▸ **EXERCISE DETAILS**
The reply should hold every record, copied exactly, and none of the pictures.

▸ **INFORMATION**
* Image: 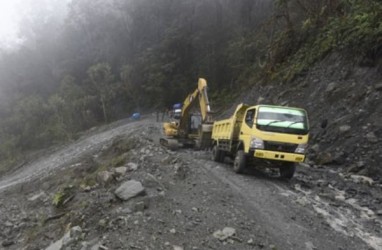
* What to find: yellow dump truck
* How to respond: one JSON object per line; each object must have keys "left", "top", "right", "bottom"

{"left": 211, "top": 103, "right": 309, "bottom": 178}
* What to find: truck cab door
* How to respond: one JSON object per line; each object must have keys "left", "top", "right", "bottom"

{"left": 239, "top": 108, "right": 256, "bottom": 152}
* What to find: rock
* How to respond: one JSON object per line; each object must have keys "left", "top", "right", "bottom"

{"left": 4, "top": 221, "right": 13, "bottom": 227}
{"left": 115, "top": 180, "right": 145, "bottom": 201}
{"left": 305, "top": 241, "right": 317, "bottom": 250}
{"left": 375, "top": 82, "right": 382, "bottom": 91}
{"left": 366, "top": 132, "right": 378, "bottom": 143}
{"left": 160, "top": 156, "right": 171, "bottom": 164}
{"left": 174, "top": 164, "right": 187, "bottom": 180}
{"left": 46, "top": 239, "right": 63, "bottom": 250}
{"left": 133, "top": 201, "right": 146, "bottom": 212}
{"left": 376, "top": 210, "right": 382, "bottom": 216}
{"left": 97, "top": 171, "right": 114, "bottom": 184}
{"left": 316, "top": 152, "right": 333, "bottom": 165}
{"left": 46, "top": 226, "right": 82, "bottom": 250}
{"left": 62, "top": 226, "right": 83, "bottom": 246}
{"left": 127, "top": 162, "right": 138, "bottom": 171}
{"left": 339, "top": 125, "right": 351, "bottom": 133}
{"left": 333, "top": 152, "right": 346, "bottom": 165}
{"left": 114, "top": 167, "right": 128, "bottom": 177}
{"left": 98, "top": 219, "right": 108, "bottom": 228}
{"left": 350, "top": 175, "right": 374, "bottom": 186}
{"left": 28, "top": 191, "right": 47, "bottom": 202}
{"left": 296, "top": 197, "right": 309, "bottom": 206}
{"left": 335, "top": 195, "right": 346, "bottom": 201}
{"left": 170, "top": 228, "right": 176, "bottom": 234}
{"left": 121, "top": 207, "right": 132, "bottom": 214}
{"left": 173, "top": 246, "right": 184, "bottom": 250}
{"left": 326, "top": 82, "right": 337, "bottom": 92}
{"left": 213, "top": 227, "right": 236, "bottom": 241}
{"left": 347, "top": 163, "right": 365, "bottom": 174}
{"left": 257, "top": 96, "right": 265, "bottom": 104}
{"left": 2, "top": 240, "right": 15, "bottom": 247}
{"left": 310, "top": 144, "right": 320, "bottom": 153}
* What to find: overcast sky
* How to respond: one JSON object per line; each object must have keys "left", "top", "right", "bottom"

{"left": 0, "top": 0, "right": 71, "bottom": 49}
{"left": 0, "top": 0, "right": 20, "bottom": 48}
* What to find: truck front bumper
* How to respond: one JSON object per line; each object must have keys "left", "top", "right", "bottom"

{"left": 253, "top": 149, "right": 305, "bottom": 163}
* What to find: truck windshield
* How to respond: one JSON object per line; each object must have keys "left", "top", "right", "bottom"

{"left": 256, "top": 106, "right": 309, "bottom": 135}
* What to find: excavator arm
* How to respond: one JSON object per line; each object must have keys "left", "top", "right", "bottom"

{"left": 161, "top": 78, "right": 213, "bottom": 149}
{"left": 178, "top": 78, "right": 212, "bottom": 136}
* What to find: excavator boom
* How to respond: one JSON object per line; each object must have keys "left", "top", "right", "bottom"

{"left": 160, "top": 78, "right": 213, "bottom": 149}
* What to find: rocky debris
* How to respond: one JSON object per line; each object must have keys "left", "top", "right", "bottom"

{"left": 316, "top": 152, "right": 333, "bottom": 165}
{"left": 28, "top": 191, "right": 47, "bottom": 202}
{"left": 46, "top": 226, "right": 83, "bottom": 250}
{"left": 174, "top": 164, "right": 187, "bottom": 180}
{"left": 114, "top": 180, "right": 145, "bottom": 201}
{"left": 347, "top": 162, "right": 365, "bottom": 174}
{"left": 375, "top": 82, "right": 382, "bottom": 91}
{"left": 365, "top": 132, "right": 378, "bottom": 143}
{"left": 2, "top": 240, "right": 15, "bottom": 247}
{"left": 114, "top": 166, "right": 127, "bottom": 177}
{"left": 97, "top": 171, "right": 114, "bottom": 184}
{"left": 133, "top": 201, "right": 147, "bottom": 212}
{"left": 126, "top": 162, "right": 138, "bottom": 171}
{"left": 326, "top": 82, "right": 337, "bottom": 92}
{"left": 349, "top": 175, "right": 374, "bottom": 186}
{"left": 339, "top": 125, "right": 351, "bottom": 134}
{"left": 1, "top": 117, "right": 381, "bottom": 250}
{"left": 296, "top": 197, "right": 310, "bottom": 207}
{"left": 213, "top": 227, "right": 236, "bottom": 241}
{"left": 52, "top": 186, "right": 76, "bottom": 208}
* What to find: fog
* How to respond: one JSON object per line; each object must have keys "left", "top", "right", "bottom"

{"left": 0, "top": 0, "right": 275, "bottom": 161}
{"left": 0, "top": 0, "right": 70, "bottom": 49}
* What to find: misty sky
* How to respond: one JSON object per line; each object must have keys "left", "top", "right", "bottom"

{"left": 0, "top": 0, "right": 19, "bottom": 47}
{"left": 0, "top": 0, "right": 71, "bottom": 49}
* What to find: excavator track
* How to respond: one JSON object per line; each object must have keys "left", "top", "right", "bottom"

{"left": 160, "top": 137, "right": 181, "bottom": 150}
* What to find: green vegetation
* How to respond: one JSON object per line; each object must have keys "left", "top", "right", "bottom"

{"left": 52, "top": 185, "right": 75, "bottom": 208}
{"left": 267, "top": 0, "right": 382, "bottom": 81}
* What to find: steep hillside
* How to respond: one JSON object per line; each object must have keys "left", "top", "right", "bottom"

{"left": 241, "top": 54, "right": 382, "bottom": 180}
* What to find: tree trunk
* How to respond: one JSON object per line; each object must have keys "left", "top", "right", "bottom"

{"left": 101, "top": 96, "right": 107, "bottom": 123}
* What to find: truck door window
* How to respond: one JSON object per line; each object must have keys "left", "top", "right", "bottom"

{"left": 245, "top": 109, "right": 256, "bottom": 128}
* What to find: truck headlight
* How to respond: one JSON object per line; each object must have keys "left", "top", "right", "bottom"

{"left": 295, "top": 144, "right": 307, "bottom": 154}
{"left": 250, "top": 137, "right": 264, "bottom": 149}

▸ **FINISHED TASK**
* Image: 
* What to find: yellow dump truck
* How to respond: one JSON object per line; each object must have keys "left", "top", "right", "bottom"

{"left": 211, "top": 103, "right": 309, "bottom": 178}
* What to find: truck cab door
* How to respond: one JSON object per line; each object must have keys "left", "top", "right", "bottom"

{"left": 239, "top": 108, "right": 256, "bottom": 152}
* What to find: rock
* How to respond: one JSON object per line; each object must have keys "left", "top", "right", "bottom"

{"left": 4, "top": 221, "right": 13, "bottom": 227}
{"left": 115, "top": 180, "right": 145, "bottom": 201}
{"left": 305, "top": 241, "right": 317, "bottom": 250}
{"left": 375, "top": 82, "right": 382, "bottom": 91}
{"left": 366, "top": 132, "right": 378, "bottom": 143}
{"left": 160, "top": 156, "right": 171, "bottom": 164}
{"left": 174, "top": 164, "right": 187, "bottom": 180}
{"left": 46, "top": 239, "right": 63, "bottom": 250}
{"left": 133, "top": 201, "right": 146, "bottom": 212}
{"left": 376, "top": 210, "right": 382, "bottom": 216}
{"left": 97, "top": 171, "right": 114, "bottom": 184}
{"left": 316, "top": 152, "right": 333, "bottom": 165}
{"left": 46, "top": 226, "right": 82, "bottom": 250}
{"left": 62, "top": 226, "right": 83, "bottom": 246}
{"left": 127, "top": 162, "right": 138, "bottom": 171}
{"left": 339, "top": 125, "right": 351, "bottom": 133}
{"left": 333, "top": 152, "right": 346, "bottom": 165}
{"left": 114, "top": 167, "right": 128, "bottom": 177}
{"left": 98, "top": 219, "right": 108, "bottom": 228}
{"left": 350, "top": 175, "right": 374, "bottom": 186}
{"left": 28, "top": 191, "right": 47, "bottom": 202}
{"left": 296, "top": 197, "right": 309, "bottom": 206}
{"left": 335, "top": 195, "right": 346, "bottom": 201}
{"left": 170, "top": 228, "right": 176, "bottom": 234}
{"left": 121, "top": 207, "right": 132, "bottom": 214}
{"left": 173, "top": 246, "right": 184, "bottom": 250}
{"left": 326, "top": 82, "right": 337, "bottom": 92}
{"left": 213, "top": 227, "right": 236, "bottom": 241}
{"left": 347, "top": 163, "right": 365, "bottom": 174}
{"left": 257, "top": 96, "right": 265, "bottom": 104}
{"left": 2, "top": 240, "right": 15, "bottom": 247}
{"left": 310, "top": 144, "right": 320, "bottom": 153}
* What to find: overcast sky
* How to respond: one JSON object per line; each object must have keys "left", "top", "right", "bottom"

{"left": 0, "top": 0, "right": 71, "bottom": 49}
{"left": 0, "top": 0, "right": 20, "bottom": 48}
* What to find: truck front bumper
* How to respond: one JSON object per line; each object must have keys "left", "top", "right", "bottom"

{"left": 253, "top": 149, "right": 305, "bottom": 163}
* What to find: truck windshield
* How to respond: one JSON object per line; each object must have keys "left", "top", "right", "bottom"

{"left": 256, "top": 106, "right": 309, "bottom": 135}
* What to find: excavator arm
* How to respond: one JSON object per line; each object must have keys "left", "top", "right", "bottom"

{"left": 161, "top": 78, "right": 213, "bottom": 149}
{"left": 178, "top": 78, "right": 212, "bottom": 136}
* What to find: excavator boom
* How to respond: one JSON object per line; each object must have keys "left", "top", "right", "bottom"

{"left": 160, "top": 78, "right": 213, "bottom": 149}
* What to find: rocky debris
* How to respond: one JSON object per line; each object must have keys "left", "top", "right", "bottom"

{"left": 316, "top": 152, "right": 333, "bottom": 165}
{"left": 28, "top": 191, "right": 47, "bottom": 202}
{"left": 46, "top": 226, "right": 83, "bottom": 250}
{"left": 174, "top": 164, "right": 187, "bottom": 180}
{"left": 114, "top": 180, "right": 145, "bottom": 201}
{"left": 347, "top": 162, "right": 365, "bottom": 174}
{"left": 375, "top": 82, "right": 382, "bottom": 91}
{"left": 365, "top": 132, "right": 378, "bottom": 143}
{"left": 2, "top": 240, "right": 15, "bottom": 247}
{"left": 114, "top": 166, "right": 127, "bottom": 177}
{"left": 97, "top": 171, "right": 114, "bottom": 184}
{"left": 133, "top": 201, "right": 147, "bottom": 212}
{"left": 126, "top": 162, "right": 138, "bottom": 171}
{"left": 326, "top": 82, "right": 337, "bottom": 92}
{"left": 349, "top": 175, "right": 374, "bottom": 186}
{"left": 339, "top": 125, "right": 351, "bottom": 134}
{"left": 1, "top": 117, "right": 381, "bottom": 250}
{"left": 296, "top": 197, "right": 310, "bottom": 207}
{"left": 213, "top": 227, "right": 236, "bottom": 241}
{"left": 52, "top": 186, "right": 76, "bottom": 208}
* What to find: fog
* How to respond: one JSON object per line; each object must have keys "left", "top", "right", "bottom"

{"left": 0, "top": 0, "right": 275, "bottom": 161}
{"left": 0, "top": 0, "right": 70, "bottom": 49}
* What to find: misty sky
* How to respond: one JSON object per line; each object must have keys "left", "top", "right", "bottom"

{"left": 0, "top": 0, "right": 19, "bottom": 47}
{"left": 0, "top": 0, "right": 71, "bottom": 49}
* What to find: excavator track
* How to respond: one JSON object per line; each object must have keys "left", "top", "right", "bottom"

{"left": 160, "top": 137, "right": 181, "bottom": 150}
* What to find: green vegetation
* How to respond: one JSON object per line; each object must have keys "left", "top", "right", "bottom"

{"left": 52, "top": 185, "right": 75, "bottom": 208}
{"left": 267, "top": 0, "right": 382, "bottom": 81}
* What to find: steep hillside
* How to respond: one JSON object per line; each object must have keys "left", "top", "right", "bottom"

{"left": 241, "top": 54, "right": 382, "bottom": 180}
* What to find: tree trunk
* How to respond: one JSON object per line; each object must have keys "left", "top", "right", "bottom"

{"left": 101, "top": 96, "right": 107, "bottom": 123}
* What to find: truck door window
* How to respond: one JSON object per line; each object must have keys "left", "top", "right", "bottom"

{"left": 245, "top": 109, "right": 256, "bottom": 128}
* What to find: truck headlight
* How to respond: one JSON object per line; each object must have keys "left", "top", "right", "bottom"

{"left": 295, "top": 144, "right": 307, "bottom": 154}
{"left": 250, "top": 137, "right": 264, "bottom": 149}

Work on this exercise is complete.